───── DOCUMENT SECTION ─────
AAPA Into The Ring Of Fire

AAPA Into The Ring Of Fire

Exclusive—On Friday this week the Association of Asia Pacific Airlines hosts its grandly titled Assembly of Presidents meeting at the Ritz-Carlton hotel in Bali, Indonesia. The timing is not fortuitous.
      Bali’s Ngurah Rai International Airport, one of the busiest in South East Asia due to the island’s draw as a global tourism destination of some renown, has only been open intermittently since the start of November. The cause? An erupting volcano on the neighboring island of Lombok.
      Mount Rinjani has been blowing dangerous, high altitude volcanic ash clouds in the direction of Bali, which has meant Ngurah Rai has only been open during small windows when the wind has shifted direction away from the Island of Gods, as Bali is known. By November 4, almost 700 flights were cancelled and the number has since rapidly climbed.
      This has left thousands of travelers stranded for extended periods both in Bali and around Asia. It took your correspondent six days to travel from the UK to Bali via Dubai, Jakarta, Singapore and Surabaya and, from there, overland and finally by ferry.
      The AAPA did not respond when FlyingTypers queried whether it was expecting its Assembly of Presidents conference to proceed smoothly and with all participants. Of more import, apart from the disastrous impact the ash clouds are having on tourism in Bali, the chaos is also proving disruptive for the air freight industry and those that rely on it.
───── INFORMATION SUPPLIED ─────
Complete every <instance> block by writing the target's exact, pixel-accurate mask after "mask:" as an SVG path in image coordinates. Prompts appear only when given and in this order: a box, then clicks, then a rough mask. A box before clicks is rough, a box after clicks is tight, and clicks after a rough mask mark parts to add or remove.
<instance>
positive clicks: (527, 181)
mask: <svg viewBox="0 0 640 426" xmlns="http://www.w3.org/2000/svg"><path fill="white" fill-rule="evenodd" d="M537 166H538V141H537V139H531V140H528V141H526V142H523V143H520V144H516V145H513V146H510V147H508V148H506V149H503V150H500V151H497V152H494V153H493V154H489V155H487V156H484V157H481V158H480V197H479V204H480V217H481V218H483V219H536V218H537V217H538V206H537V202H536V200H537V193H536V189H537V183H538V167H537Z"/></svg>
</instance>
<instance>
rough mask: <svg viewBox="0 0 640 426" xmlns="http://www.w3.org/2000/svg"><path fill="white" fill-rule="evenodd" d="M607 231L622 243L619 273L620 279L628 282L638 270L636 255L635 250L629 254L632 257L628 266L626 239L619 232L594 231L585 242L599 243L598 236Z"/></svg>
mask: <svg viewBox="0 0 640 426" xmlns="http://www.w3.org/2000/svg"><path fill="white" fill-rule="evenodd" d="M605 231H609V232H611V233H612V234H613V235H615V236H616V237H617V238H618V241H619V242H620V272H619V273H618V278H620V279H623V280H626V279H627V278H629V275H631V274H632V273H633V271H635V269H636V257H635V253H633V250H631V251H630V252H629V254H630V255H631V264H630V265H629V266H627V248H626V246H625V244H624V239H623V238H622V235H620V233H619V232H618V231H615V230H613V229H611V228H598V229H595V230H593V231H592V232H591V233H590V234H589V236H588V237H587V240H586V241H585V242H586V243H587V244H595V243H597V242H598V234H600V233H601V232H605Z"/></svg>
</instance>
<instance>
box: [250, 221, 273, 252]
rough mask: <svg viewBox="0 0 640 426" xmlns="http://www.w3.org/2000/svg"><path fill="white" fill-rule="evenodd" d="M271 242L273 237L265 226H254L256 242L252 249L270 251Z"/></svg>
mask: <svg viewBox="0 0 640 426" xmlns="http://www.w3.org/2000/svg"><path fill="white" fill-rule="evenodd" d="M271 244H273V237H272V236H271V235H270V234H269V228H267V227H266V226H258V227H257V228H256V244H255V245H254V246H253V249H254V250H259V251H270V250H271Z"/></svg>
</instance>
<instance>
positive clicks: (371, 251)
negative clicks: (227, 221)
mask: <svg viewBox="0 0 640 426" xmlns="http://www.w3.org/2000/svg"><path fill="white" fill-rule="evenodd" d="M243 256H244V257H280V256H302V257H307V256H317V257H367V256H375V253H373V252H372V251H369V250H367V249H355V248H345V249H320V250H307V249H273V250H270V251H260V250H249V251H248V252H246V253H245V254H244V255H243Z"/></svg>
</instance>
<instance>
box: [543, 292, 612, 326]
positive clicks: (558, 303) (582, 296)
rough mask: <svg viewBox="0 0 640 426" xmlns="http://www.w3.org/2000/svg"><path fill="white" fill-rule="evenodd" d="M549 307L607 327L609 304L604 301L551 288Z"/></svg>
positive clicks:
─────
THE PROBLEM » According to the article on the AAPA meeting in Bali, what has caused Ngurah Rai International Airport to be open only intermittently since the start of November? Rely only on the article about the AAPA meeting in Bali, not on the material.

WORKED SOLUTION » Mount Rinjani, an erupting volcano on the neighboring island of Lombok, has been sending volcanic ash clouds toward Bali.